→ **INPUT RECORDS**
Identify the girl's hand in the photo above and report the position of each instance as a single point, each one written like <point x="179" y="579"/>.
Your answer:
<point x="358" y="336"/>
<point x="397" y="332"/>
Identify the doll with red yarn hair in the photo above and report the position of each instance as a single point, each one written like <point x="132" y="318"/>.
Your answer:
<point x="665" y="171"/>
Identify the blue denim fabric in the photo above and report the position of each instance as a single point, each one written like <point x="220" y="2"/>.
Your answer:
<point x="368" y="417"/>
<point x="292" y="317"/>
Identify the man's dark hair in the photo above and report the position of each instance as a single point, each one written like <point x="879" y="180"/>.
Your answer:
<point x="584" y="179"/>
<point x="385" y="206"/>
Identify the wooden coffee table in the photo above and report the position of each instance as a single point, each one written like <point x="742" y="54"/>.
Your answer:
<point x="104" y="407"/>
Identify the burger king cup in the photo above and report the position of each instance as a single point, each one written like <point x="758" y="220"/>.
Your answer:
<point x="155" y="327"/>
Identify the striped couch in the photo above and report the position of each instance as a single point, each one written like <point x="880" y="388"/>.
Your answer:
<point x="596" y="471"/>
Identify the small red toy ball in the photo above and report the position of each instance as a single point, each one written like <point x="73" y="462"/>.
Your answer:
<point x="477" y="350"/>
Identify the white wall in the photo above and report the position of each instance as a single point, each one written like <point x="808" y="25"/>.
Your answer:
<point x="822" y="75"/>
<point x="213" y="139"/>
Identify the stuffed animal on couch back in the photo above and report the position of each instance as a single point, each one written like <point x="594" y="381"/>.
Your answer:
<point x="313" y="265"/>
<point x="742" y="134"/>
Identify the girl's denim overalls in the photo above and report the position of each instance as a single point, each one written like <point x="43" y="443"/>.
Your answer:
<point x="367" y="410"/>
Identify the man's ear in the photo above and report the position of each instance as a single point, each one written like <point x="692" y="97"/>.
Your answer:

==

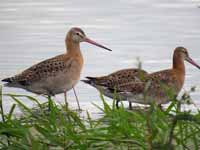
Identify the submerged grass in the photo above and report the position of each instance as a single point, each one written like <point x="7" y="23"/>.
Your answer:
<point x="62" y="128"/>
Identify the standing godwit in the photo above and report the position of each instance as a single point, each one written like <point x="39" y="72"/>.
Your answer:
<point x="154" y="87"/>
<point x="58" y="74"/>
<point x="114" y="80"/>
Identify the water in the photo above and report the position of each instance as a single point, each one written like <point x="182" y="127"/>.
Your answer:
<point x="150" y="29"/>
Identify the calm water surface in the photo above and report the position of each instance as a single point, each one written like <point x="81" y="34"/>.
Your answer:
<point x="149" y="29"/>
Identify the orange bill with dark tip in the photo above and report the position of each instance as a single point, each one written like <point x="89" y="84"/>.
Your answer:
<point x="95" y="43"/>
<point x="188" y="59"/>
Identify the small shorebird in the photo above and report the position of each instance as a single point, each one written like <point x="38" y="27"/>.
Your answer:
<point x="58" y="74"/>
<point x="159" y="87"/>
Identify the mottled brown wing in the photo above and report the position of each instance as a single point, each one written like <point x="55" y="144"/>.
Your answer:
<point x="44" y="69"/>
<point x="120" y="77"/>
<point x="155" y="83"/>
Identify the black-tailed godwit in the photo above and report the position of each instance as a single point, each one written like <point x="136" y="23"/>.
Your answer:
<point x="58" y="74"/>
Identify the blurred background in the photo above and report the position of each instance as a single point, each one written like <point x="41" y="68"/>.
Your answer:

...

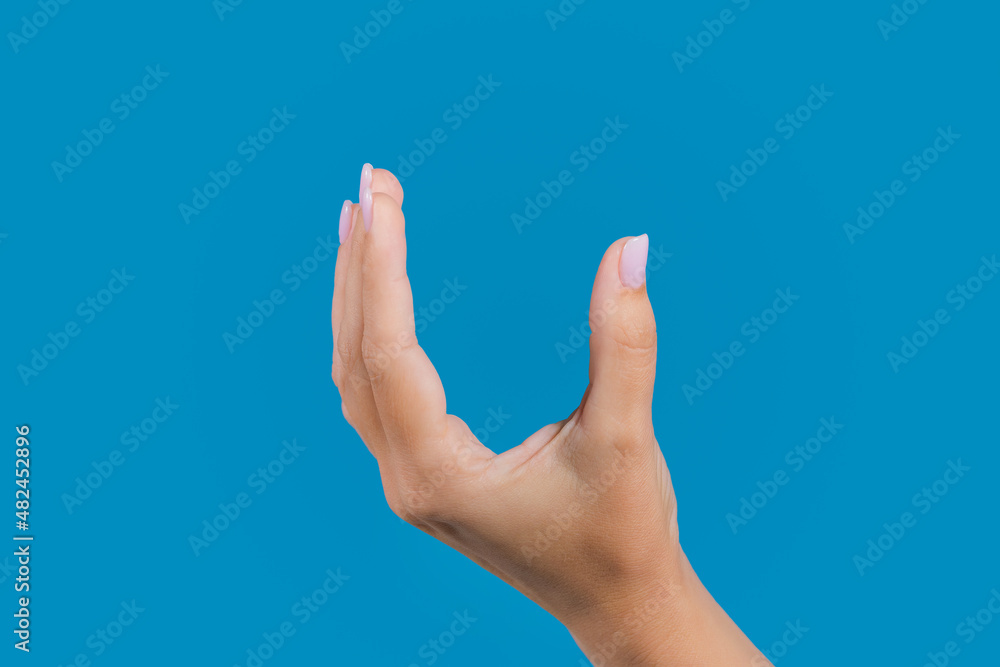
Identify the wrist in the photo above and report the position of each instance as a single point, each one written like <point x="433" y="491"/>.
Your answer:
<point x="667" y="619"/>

→ **EXERCISE DESCRIPTION**
Return every line of the rows above that contains the string "dark".

→ **WRITTEN REPLY**
Identify the man's dark hair in the photo above and report the position of each instance as a single point, each one written like <point x="879" y="180"/>.
Identify the orange bill with dark tip in the photo above and report the position of each instance as a single point, each one written like <point x="89" y="84"/>.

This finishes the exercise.